GIVEN DATA
= = = =

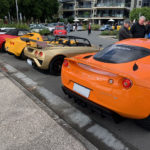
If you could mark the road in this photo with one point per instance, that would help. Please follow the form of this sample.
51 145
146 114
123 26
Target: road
126 131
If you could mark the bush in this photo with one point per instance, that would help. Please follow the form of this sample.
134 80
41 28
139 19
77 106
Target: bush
45 32
20 26
114 32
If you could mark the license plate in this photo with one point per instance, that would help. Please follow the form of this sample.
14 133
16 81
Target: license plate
81 90
29 62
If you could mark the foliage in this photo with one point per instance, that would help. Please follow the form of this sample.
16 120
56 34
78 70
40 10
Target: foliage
114 32
137 12
70 19
95 27
45 32
31 10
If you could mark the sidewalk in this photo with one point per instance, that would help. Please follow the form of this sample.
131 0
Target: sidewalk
25 126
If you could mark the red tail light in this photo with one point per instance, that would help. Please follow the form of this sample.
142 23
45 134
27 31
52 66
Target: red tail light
41 54
65 63
36 53
127 83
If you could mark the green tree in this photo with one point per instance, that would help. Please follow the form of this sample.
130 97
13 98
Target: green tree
4 8
137 12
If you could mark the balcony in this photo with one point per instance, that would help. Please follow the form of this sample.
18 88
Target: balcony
110 5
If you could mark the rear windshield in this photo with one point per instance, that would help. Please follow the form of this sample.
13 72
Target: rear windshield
121 54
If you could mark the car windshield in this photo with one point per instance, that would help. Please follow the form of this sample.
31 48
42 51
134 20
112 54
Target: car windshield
60 28
17 32
121 54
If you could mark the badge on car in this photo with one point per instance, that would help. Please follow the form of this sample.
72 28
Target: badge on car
81 90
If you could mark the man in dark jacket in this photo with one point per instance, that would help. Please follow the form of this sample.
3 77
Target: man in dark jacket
124 32
138 29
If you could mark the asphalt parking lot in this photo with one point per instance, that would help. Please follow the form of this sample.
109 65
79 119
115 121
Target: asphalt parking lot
126 131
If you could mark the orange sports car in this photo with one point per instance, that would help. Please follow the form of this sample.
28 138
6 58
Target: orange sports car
116 78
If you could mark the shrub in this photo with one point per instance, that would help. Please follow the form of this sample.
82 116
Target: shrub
114 32
45 32
95 27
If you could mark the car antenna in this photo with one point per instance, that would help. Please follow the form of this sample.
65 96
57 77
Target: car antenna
135 67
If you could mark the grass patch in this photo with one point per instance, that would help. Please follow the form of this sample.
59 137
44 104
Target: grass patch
110 33
45 32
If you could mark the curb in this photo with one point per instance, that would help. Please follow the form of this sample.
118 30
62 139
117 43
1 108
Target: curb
57 108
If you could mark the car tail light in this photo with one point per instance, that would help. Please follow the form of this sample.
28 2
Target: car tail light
65 63
41 54
36 53
127 83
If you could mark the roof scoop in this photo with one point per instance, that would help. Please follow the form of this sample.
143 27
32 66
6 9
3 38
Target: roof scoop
135 67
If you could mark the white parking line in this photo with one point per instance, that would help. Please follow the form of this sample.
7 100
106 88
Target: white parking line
72 114
107 137
10 68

= = = =

INSTRUCTIONS TO FOLLOW
Leave out the pictures and restate everything else word for word.

WRITTEN RESPONSE
If you could mark the road in this photo with one point per instance, that would help. Please follow the form of this sample.
51 145
146 114
123 26
Target: road
126 131
If you could mark the bush in this photo with one point per instance, that would help. Please follow the form of this sample.
134 80
41 28
139 19
77 106
Target: bush
45 32
20 26
114 32
If you could mark the license plate in this photo with one point per instance, that would help. Please follow the form of this sample.
14 133
16 81
Target: license plate
81 90
29 62
If you could mark the foliage in this photo with one point per instance, that would help. Please follow the form of this sample.
16 120
56 34
78 70
40 10
Target: foliage
114 32
137 12
70 19
95 27
45 32
31 10
If you could mark the sidewalk in this photo with one point per instance, that would help. Please follow the form of this sample.
131 0
Target: sidewalk
25 126
If you could mark the red tail light in this photo with one point per instance, that would help. Please follow the form of this sample.
142 23
45 134
27 31
52 66
Target: red tail light
41 54
65 63
36 53
127 83
If you could mark the green tree in this photo with one point per instance, that would help. Please follow the form of this sample.
130 97
13 98
Target: green tree
4 8
137 12
If you could mark the balcony in this photo with one point per instance, that would help. Please follow the form of this sample.
18 88
Target: balcony
110 5
If you could mark the rear windshield in this photo with one point per instance, that would help. Please follow the form of this sample.
13 72
Target: rear windshield
121 54
If you could mark the car windshield in this photo with one point per instance, that would help. Please follow the form of this sample.
31 48
42 51
134 20
112 54
Target: car windshield
60 28
17 32
121 54
If you could mark the badge on car in this photo with one point per instance, that would help. Please follow the form of this sample.
72 28
Target: badge on car
81 90
If you could mark the man in dark jacket in this photo with one point per instance, that would help. Please follow the form of this sample.
3 77
Target: man in dark jacket
124 32
138 29
If you could mark the asphalt parking lot in this photo with one point per instance, that would help. Please follow the form of this sample.
109 65
79 119
115 121
Target: asphalt parking lot
126 131
If you could mark the orange sports car in this photo with one point per instance, that would help. Please follow the form of this sample.
28 138
6 58
Target: orange sports car
116 78
If you could mark the shrub in this photo with one point per instance, that would help. Please follow the form of this sample.
82 116
Target: shrub
114 32
45 32
95 27
If you could mark the car antenna in this photo with one point per instance, that would help. Please follow the form of this sample.
65 96
57 77
Target: car antenna
135 67
If you could mark the grass patch in this photo with one point per instance, that would help. Please follow the form of this sample.
59 137
44 104
Target: grass patch
110 33
45 32
If you could mark the curb in this photo with one point per instance, that would help. Please follow the form of this sample.
118 30
62 139
117 43
1 108
Target: curb
57 108
If you could mark the car tail light in this photo with one point per instance, that would help. Please follow the form of this sample.
28 2
Target: car tail light
65 63
41 54
36 53
127 83
If you could mark the roof scoop in this photo with one point per instance, that would help. Please follow the form of this sample.
143 27
32 66
6 9
3 38
Target: roof scoop
135 67
If you could mark the white parking line in this photo with one point per instance, that would help. Please follow the form of this sample.
7 100
106 88
Target: white parking line
72 114
107 137
10 68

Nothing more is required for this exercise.